# Getoonde tekst
"""

ECLI:NL:TGDKG:2016:37 kamer voor gerechtsdeurwaarders Amsterdam GDWverzet1181.2015
ECLI: | ECLI:NL:TGDKG:2016:37 |
---|---|
Datum uitspraak: | 15-03-2016 |
Datum publicatie: | 24-06-2016 |
Zaaknummer(s): | GDWverzet1181.2015 |
Onderwerp: | Ambtshandelingen (art. 2 Gdw) |
Beslissingen: | |
Inhoudsindicatie: | Beslissing op verzet. De kamer is het met de beslissing van de voorzitter eens en verklaart het verzet ongegrond. |
KAMER VOOR GERECHTSDEURWAARDERS TE AMSTERDAM
Beslissing van 15 maart 2016 zoals bedoeld in artikel 39, vierde lid, van de Gerechtsdeurwaarderswet inzake de beslissing van de voorzitter van 1 december 2016 met zaaknummer 546.2015 en het daartegen ingestelde verzet met zaaknummer 1181.2015 ingesteld door:
[ ],
wonende te [ ],
klager,
tegen:
[ ],
gerechtsdeurwaarder te [ ],
beklaagde,
gemachtigde: [ ].

"""

# Opdrachten en oefeningen
A – Beantwoord de volgende vragen over de beslissing over het verzet:
(i) Op welke datum is de beslissing gepubliceerd?
(ii) Hoe verklaart de kamer het verzet?
(iii) Welk zaaknummer heeft de beslissing van de voorzitter waartegen het verzet is ingesteld?
B – Schrijf de beslissing over het verzet verder, te beginnen na de laatste zin die wordt getoond.
Voor deze opdrachten heb je de rijen niet nodig.

# Overzicht gegevens
"""

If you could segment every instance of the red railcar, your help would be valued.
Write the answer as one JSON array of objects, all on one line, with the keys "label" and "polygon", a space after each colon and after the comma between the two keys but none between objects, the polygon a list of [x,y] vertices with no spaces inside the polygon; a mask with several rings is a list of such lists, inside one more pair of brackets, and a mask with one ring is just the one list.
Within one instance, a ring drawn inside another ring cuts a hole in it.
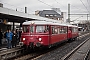
[{"label": "red railcar", "polygon": [[[72,33],[68,33],[68,29],[71,29]],[[51,47],[54,44],[67,41],[69,38],[75,38],[78,33],[73,32],[72,29],[74,29],[73,26],[54,22],[24,22],[21,43],[27,47]]]},{"label": "red railcar", "polygon": [[78,36],[78,27],[74,25],[68,25],[68,40],[76,39]]}]

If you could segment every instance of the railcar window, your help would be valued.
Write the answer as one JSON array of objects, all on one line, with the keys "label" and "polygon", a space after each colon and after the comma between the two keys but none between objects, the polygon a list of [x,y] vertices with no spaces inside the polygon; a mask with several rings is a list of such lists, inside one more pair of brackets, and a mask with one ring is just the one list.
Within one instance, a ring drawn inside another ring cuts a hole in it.
[{"label": "railcar window", "polygon": [[34,26],[30,26],[30,32],[31,32],[31,33],[34,32]]},{"label": "railcar window", "polygon": [[23,26],[23,32],[25,33],[29,32],[29,26]]},{"label": "railcar window", "polygon": [[36,26],[36,33],[44,33],[45,26]]}]

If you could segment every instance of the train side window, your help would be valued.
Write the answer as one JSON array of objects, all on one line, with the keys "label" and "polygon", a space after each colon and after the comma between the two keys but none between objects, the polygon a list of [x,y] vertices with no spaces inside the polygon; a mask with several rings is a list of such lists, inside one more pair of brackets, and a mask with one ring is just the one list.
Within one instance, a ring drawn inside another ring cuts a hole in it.
[{"label": "train side window", "polygon": [[54,34],[55,33],[55,31],[54,31],[55,29],[54,29],[54,27],[52,27],[52,34]]}]

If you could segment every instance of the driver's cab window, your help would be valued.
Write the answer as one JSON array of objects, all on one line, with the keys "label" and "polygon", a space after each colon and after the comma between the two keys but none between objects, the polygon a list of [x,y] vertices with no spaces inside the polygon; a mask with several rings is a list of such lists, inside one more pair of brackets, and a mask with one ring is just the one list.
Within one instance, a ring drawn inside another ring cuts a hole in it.
[{"label": "driver's cab window", "polygon": [[47,32],[49,32],[48,26],[41,26],[41,25],[36,26],[36,33],[47,33]]},{"label": "driver's cab window", "polygon": [[36,33],[44,33],[44,30],[45,30],[45,26],[40,26],[40,25],[36,26]]}]

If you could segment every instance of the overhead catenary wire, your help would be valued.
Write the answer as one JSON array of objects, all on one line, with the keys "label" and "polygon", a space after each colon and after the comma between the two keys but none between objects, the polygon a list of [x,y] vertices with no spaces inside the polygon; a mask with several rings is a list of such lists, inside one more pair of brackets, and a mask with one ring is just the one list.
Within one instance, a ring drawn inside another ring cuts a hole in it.
[{"label": "overhead catenary wire", "polygon": [[89,10],[87,9],[87,7],[86,7],[85,4],[83,3],[83,1],[82,1],[82,0],[80,0],[80,1],[81,1],[81,3],[83,4],[83,6],[86,8],[87,12],[90,14]]}]

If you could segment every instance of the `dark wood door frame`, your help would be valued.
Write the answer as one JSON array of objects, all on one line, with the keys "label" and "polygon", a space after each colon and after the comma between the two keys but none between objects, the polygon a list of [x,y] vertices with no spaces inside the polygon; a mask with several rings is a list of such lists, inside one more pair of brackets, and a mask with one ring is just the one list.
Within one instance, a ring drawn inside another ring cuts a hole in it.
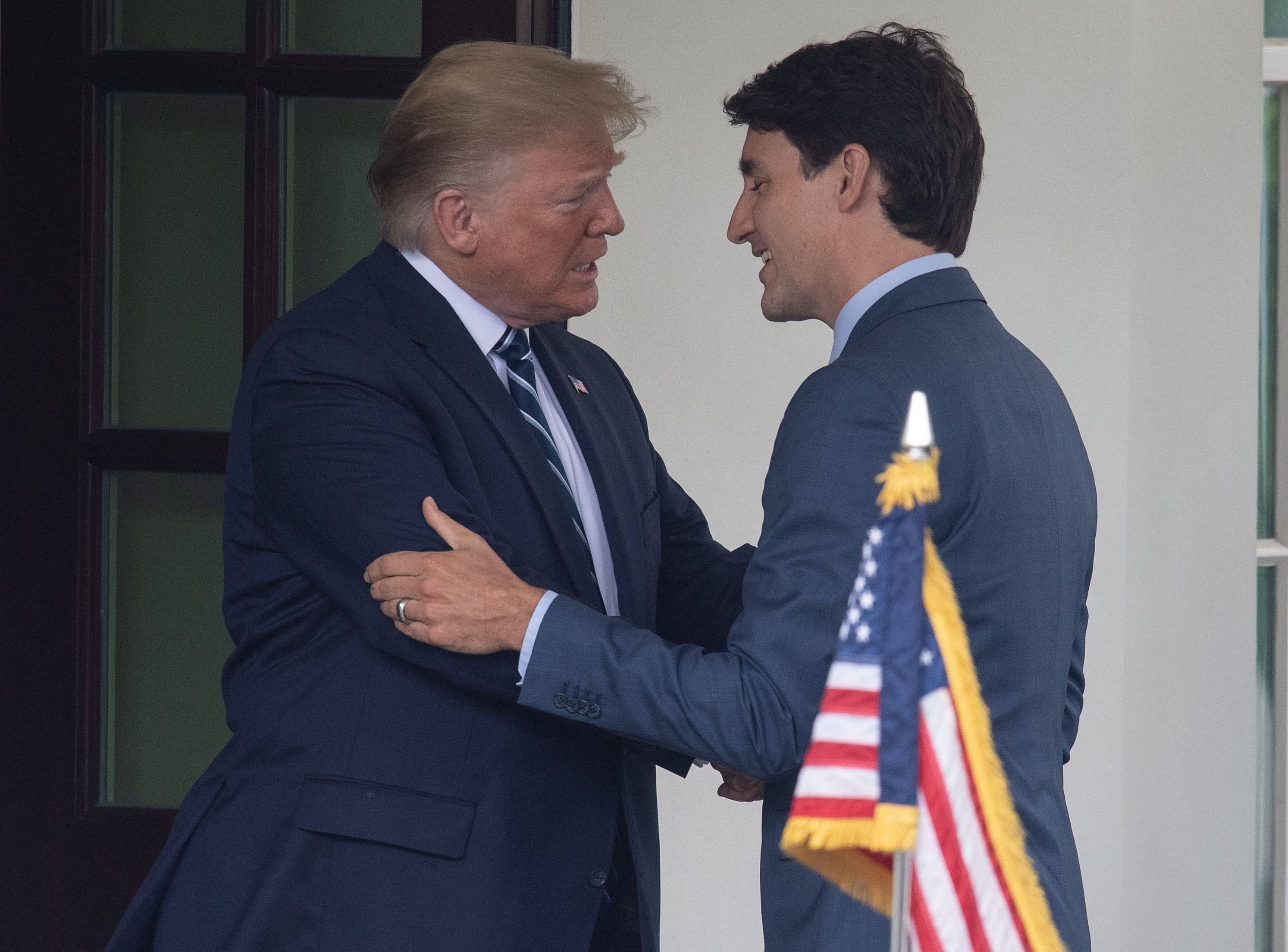
[{"label": "dark wood door frame", "polygon": [[[422,51],[464,39],[568,49],[569,0],[426,4]],[[227,436],[102,427],[107,91],[246,95],[243,340],[278,313],[278,100],[397,96],[424,58],[103,50],[104,0],[0,4],[0,949],[97,952],[173,822],[98,805],[98,484],[218,472]]]}]

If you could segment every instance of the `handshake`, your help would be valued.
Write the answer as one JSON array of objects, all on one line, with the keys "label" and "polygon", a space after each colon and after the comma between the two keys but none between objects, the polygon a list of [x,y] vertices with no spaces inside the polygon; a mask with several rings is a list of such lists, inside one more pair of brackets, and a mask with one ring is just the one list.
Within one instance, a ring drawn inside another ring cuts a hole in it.
[{"label": "handshake", "polygon": [[755,803],[756,800],[765,799],[765,781],[748,777],[746,773],[738,773],[738,771],[729,767],[721,767],[720,764],[711,765],[720,771],[720,776],[724,777],[724,783],[716,790],[717,796],[738,803]]}]

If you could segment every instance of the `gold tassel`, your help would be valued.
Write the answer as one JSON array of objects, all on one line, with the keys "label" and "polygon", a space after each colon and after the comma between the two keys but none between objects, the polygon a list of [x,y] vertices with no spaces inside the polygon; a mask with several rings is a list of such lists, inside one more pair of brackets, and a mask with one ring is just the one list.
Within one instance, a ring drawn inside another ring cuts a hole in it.
[{"label": "gold tassel", "polygon": [[939,448],[931,446],[925,459],[913,459],[907,453],[895,453],[894,462],[877,476],[884,484],[877,494],[881,515],[889,516],[895,506],[905,509],[918,503],[939,502]]}]

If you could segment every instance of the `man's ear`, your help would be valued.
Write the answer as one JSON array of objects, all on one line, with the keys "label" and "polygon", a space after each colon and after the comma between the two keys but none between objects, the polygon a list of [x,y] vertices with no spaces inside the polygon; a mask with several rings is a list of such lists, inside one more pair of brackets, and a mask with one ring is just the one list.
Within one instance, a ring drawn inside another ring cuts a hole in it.
[{"label": "man's ear", "polygon": [[837,211],[853,211],[858,207],[864,192],[873,187],[873,179],[868,178],[868,172],[872,171],[872,157],[862,145],[850,143],[841,149],[837,161],[841,167],[841,179],[836,192]]},{"label": "man's ear", "polygon": [[434,224],[456,253],[473,255],[478,248],[478,208],[460,189],[446,188],[434,196]]}]

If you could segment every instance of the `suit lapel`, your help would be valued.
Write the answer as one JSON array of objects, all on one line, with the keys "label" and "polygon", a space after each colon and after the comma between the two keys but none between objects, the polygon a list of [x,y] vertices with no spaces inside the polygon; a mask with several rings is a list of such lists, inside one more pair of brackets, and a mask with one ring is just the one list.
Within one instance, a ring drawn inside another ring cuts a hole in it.
[{"label": "suit lapel", "polygon": [[850,340],[845,342],[841,356],[853,354],[862,345],[864,337],[876,331],[881,324],[908,311],[922,307],[934,307],[939,304],[953,304],[956,301],[984,301],[970,271],[965,268],[942,268],[938,271],[920,274],[905,280],[885,295],[878,297],[868,309],[859,323],[850,333]]},{"label": "suit lapel", "polygon": [[519,416],[513,398],[487,356],[456,316],[456,311],[397,248],[381,242],[367,260],[376,269],[377,287],[389,305],[394,323],[465,392],[514,459],[515,468],[532,490],[554,535],[577,594],[589,605],[601,605],[594,567],[586,547],[577,536],[577,529],[560,495],[562,490],[549,472],[550,464],[532,427]]},{"label": "suit lapel", "polygon": [[617,607],[622,618],[640,618],[643,607],[643,576],[636,565],[636,554],[643,551],[639,513],[630,511],[629,493],[616,493],[621,472],[629,466],[629,455],[622,445],[620,425],[614,425],[604,410],[607,394],[599,387],[578,392],[573,378],[582,381],[591,374],[580,365],[576,355],[564,346],[567,332],[562,328],[538,325],[529,332],[532,349],[541,369],[555,391],[564,417],[572,428],[586,468],[595,484],[599,511],[604,518],[608,548],[613,554],[613,576],[617,581]]}]

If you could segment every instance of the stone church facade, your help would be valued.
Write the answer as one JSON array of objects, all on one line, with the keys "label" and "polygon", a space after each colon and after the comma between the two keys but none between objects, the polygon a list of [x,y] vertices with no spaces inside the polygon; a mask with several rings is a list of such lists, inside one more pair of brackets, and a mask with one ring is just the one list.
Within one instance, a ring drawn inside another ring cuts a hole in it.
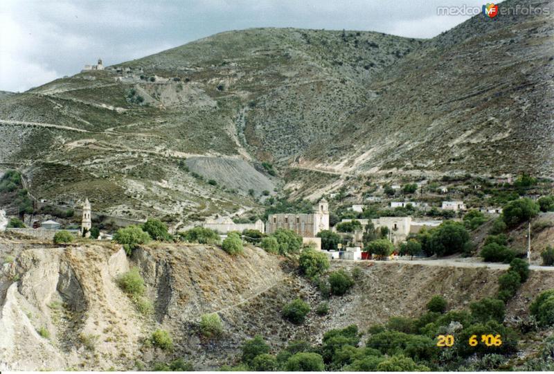
[{"label": "stone church facade", "polygon": [[319,231],[329,229],[329,204],[322,199],[310,214],[270,214],[265,232],[271,234],[278,229],[292,230],[303,238],[315,238]]}]

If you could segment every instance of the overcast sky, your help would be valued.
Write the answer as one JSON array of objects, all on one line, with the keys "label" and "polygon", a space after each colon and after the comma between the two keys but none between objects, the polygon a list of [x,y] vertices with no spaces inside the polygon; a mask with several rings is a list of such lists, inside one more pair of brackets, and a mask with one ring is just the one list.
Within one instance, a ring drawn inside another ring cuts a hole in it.
[{"label": "overcast sky", "polygon": [[229,30],[297,27],[432,37],[469,17],[437,6],[483,0],[0,0],[0,90],[23,91]]}]

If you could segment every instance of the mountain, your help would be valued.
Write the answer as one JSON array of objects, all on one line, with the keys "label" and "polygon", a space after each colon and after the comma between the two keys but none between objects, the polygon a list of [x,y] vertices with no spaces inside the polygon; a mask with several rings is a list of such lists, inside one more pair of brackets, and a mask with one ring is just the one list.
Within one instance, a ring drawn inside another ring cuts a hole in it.
[{"label": "mountain", "polygon": [[346,175],[552,177],[551,13],[479,15],[427,40],[217,34],[2,96],[0,162],[37,199],[176,222]]}]

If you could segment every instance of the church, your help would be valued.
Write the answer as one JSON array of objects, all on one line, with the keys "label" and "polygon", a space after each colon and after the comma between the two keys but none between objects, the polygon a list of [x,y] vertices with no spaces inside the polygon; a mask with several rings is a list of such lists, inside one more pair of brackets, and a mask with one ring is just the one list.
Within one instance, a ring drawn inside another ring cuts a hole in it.
[{"label": "church", "polygon": [[309,214],[270,214],[265,232],[271,234],[278,229],[292,230],[303,238],[315,238],[319,231],[329,229],[329,203],[321,199]]}]

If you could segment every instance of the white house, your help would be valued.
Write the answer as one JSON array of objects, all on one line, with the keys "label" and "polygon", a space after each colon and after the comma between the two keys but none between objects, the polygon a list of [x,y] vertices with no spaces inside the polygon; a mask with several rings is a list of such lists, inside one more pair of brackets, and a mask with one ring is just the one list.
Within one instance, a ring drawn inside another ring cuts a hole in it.
[{"label": "white house", "polygon": [[364,211],[364,208],[365,208],[365,205],[361,205],[361,204],[355,204],[350,208],[350,210],[354,212],[361,213]]},{"label": "white house", "polygon": [[467,209],[465,205],[463,204],[463,202],[461,200],[443,202],[443,206],[441,208],[445,211],[454,211],[455,212],[457,212],[458,211],[465,211]]}]

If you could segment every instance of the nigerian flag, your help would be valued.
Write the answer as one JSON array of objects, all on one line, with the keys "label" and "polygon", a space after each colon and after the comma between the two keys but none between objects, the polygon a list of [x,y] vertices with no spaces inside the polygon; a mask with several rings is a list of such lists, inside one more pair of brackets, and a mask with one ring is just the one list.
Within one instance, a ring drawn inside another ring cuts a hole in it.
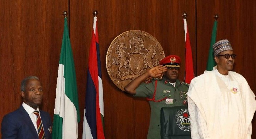
[{"label": "nigerian flag", "polygon": [[209,49],[209,54],[208,56],[208,61],[207,62],[207,66],[206,70],[211,71],[213,70],[213,67],[216,66],[216,62],[214,60],[214,57],[213,56],[213,46],[216,41],[216,36],[217,36],[217,26],[218,21],[215,21],[213,23],[213,31],[212,32],[212,38],[211,39],[211,44]]},{"label": "nigerian flag", "polygon": [[80,121],[74,61],[65,18],[59,64],[52,127],[53,139],[77,139]]}]

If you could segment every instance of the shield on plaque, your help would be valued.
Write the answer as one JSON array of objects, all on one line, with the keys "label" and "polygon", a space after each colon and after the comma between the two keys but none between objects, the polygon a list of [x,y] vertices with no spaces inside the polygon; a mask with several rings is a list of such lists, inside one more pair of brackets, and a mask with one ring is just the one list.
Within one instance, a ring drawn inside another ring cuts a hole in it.
[{"label": "shield on plaque", "polygon": [[137,74],[143,69],[144,65],[143,59],[145,55],[140,54],[131,54],[129,61],[130,69],[133,72]]}]

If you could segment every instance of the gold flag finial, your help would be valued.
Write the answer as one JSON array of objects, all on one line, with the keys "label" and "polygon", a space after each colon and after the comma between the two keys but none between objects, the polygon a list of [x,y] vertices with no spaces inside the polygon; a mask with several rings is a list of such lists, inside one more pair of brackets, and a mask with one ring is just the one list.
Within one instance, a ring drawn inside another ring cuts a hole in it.
[{"label": "gold flag finial", "polygon": [[93,15],[94,17],[96,17],[96,16],[97,16],[97,15],[98,14],[98,12],[96,10],[94,11],[92,13],[92,14]]},{"label": "gold flag finial", "polygon": [[217,21],[217,20],[219,18],[219,15],[216,14],[215,16],[214,16],[214,19],[215,19],[215,21]]},{"label": "gold flag finial", "polygon": [[186,17],[187,17],[187,16],[188,16],[188,15],[187,14],[187,13],[184,13],[182,14],[182,16],[184,17],[184,19],[186,19]]},{"label": "gold flag finial", "polygon": [[63,15],[63,16],[64,16],[64,17],[65,17],[65,18],[67,16],[67,12],[66,11],[63,11],[63,13],[62,14],[62,15]]}]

"""

# De antwoorden
A –
(i) Op 24-06-2016.
(ii) Ongegrond.
(iii) 546.2015.

B –
1. Ontstaan en loop van de procedure
Voormelde beslissing van de voorzitter is bij brief van 4 december 2015 aan klager toegezonden. Bij verzetschrift, ingekomen op 11 december 2015 heeft klager tegen de beslissing van de voorzitter verzet ingesteld. Het verzetschrift is behandeld ter openbare terechtzitting van 2 februari 2016, alwaar de gemachtigde van de gerechtsdeurwaarder is verschenen. Klager is, hoewel behoorlijk opgeroepen, niet verschenen. Bij brief van 6 januari 2016 heeft de gerechtsdeurwaarder schriftelijk gereageerd. Van de behandeling ter zitting is afzonderlijk proces-verbaal opgemaakt. De uitspraak is bepaald op 15 maart 2015.
2. De feiten
De gerechtsdeurwaarder is belast met de executie van een tegen klager gewezen vonnis. Op 26 maart 2015 heeft hij ten laste van klager bankbeslag gelegd. Dit beslag heeft voor een bedrag van € 770,16 doel getroffen.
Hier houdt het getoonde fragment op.